Dataset excerpt

------------------------------------

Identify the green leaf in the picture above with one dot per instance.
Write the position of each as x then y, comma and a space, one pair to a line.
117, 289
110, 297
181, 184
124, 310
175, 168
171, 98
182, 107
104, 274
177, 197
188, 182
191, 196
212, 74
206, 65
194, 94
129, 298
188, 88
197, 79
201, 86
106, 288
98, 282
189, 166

------------------------------------

> _Exercise description_: Copy the material above line for line, without changing a single character.

> _Written answer_:
Identify the green leaf in the picture above with one dot per instance.
Write the position of each as x then y, comma and a space, one pair to a line.
117, 289
110, 297
181, 184
124, 310
175, 168
171, 98
182, 107
104, 274
177, 197
188, 182
191, 196
212, 74
206, 65
194, 94
129, 298
188, 88
197, 79
201, 86
106, 288
98, 282
189, 166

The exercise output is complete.